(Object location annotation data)
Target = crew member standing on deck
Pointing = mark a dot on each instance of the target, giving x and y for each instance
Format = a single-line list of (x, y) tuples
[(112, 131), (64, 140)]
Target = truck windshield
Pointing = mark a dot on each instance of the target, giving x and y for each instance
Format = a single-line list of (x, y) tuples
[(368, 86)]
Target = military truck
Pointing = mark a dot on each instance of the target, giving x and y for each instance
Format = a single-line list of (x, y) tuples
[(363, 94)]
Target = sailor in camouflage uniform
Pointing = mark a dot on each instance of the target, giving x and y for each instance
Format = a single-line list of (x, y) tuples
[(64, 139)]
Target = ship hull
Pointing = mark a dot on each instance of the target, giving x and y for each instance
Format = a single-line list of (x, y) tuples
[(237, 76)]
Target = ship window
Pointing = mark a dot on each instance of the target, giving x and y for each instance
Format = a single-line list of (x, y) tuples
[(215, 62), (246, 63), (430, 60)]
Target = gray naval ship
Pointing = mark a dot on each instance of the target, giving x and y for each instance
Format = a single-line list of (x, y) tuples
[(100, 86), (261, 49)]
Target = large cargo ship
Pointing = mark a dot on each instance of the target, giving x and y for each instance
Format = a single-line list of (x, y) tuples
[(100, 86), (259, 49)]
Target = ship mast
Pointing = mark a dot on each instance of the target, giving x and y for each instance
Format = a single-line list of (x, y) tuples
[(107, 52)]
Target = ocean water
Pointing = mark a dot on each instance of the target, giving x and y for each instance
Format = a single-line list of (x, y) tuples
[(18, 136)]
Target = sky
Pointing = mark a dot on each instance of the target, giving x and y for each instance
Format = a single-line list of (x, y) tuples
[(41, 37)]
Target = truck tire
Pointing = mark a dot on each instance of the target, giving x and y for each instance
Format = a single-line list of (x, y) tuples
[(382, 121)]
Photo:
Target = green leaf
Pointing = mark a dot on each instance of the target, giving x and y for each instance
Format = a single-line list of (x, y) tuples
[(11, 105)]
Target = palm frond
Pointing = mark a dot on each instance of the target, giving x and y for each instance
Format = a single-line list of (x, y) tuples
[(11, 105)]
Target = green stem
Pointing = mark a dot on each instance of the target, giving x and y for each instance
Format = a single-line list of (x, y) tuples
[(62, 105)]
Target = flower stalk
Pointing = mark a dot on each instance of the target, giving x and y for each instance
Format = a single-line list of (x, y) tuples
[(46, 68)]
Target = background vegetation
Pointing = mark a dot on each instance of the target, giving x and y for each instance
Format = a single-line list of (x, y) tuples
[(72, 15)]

• [Exercise objective] Output every line of the items above without changing a single character.

• [Reply]
Target = crew member standing on deck
Pointing = mark a dot on each instance of the target, giving x and y for each instance
Format = a single-line list of (x, y) tuples
[(112, 131), (64, 140)]
Target = truck windshield
Pointing = mark a dot on each instance of the target, giving x and y for each instance
Format = a single-line list of (x, y) tuples
[(368, 86)]
Target = military truck
Pointing = mark a dot on each instance of the target, giving x and y for each instance
Format = a single-line list of (x, y) tuples
[(363, 94)]
Target = sailor in camouflage uniform
Pointing = mark a dot on each instance of the target, giving x and y for each instance
Format = a single-line list of (x, y) tuples
[(64, 139)]
Target = ship hull
Pointing = mark a dot on each instance of the target, giving x and y for each instance
Format = a single-line list of (x, y) tuples
[(237, 76)]
Target = ship window
Pointing = mark a dot on each instance of the target, giving x and y for each instance
Format = a single-line list of (x, y) tuples
[(215, 62), (246, 63), (430, 60)]
Target = gray naval ship
Pointing = mark a dot on each instance of the target, giving x and y for each instance
Format = a single-line list of (x, y) tuples
[(100, 86), (261, 49)]
Target = large cargo ship
Pointing = mark a dot on each instance of the target, giving x and y for each instance
Format = a single-line list of (x, y) tuples
[(100, 86), (259, 49)]
Target = ship mast
Pointing = mark a dot on each instance of the target, giving x and y for each instance
Format = a single-line list of (x, y) tuples
[(107, 52)]
Target = ocean water
Pointing = mark a dot on each instance of the target, giving x and y for each instance
Format = a single-line list of (x, y) tuples
[(18, 136)]
Target = sky
Pointing = mark a dot on each instance of the target, giving x and y for each instance
Format = a single-line list of (x, y) tuples
[(41, 37)]
Target = truck tire
Pointing = mark a dot on each instance of the target, giving x and y for each instance
Format = a single-line list of (x, y) tuples
[(382, 121)]
Photo:
Target = green leaf
Pointing = mark a dot on each instance of the target, giving x and y for each instance
Format = a single-line list of (x, y) tuples
[(11, 105)]
Target = palm frond
Pointing = mark a dot on each instance of the target, giving x and y for each instance
Format = a single-line list of (x, y) tuples
[(11, 105)]
Target = green stem
Pointing = mark a dot on each instance of the target, giving x and y for each instance
Format = a single-line list of (x, y) tuples
[(62, 105)]
Target = flower stalk
Pointing = mark a dot on each instance of the target, giving x and y for each instance
Format = a single-line list of (x, y) tuples
[(46, 68)]
Target = background vegetation
Pointing = mark a dot on each instance of the target, giving x and y for each instance
Format = a single-line list of (x, y) tuples
[(72, 15)]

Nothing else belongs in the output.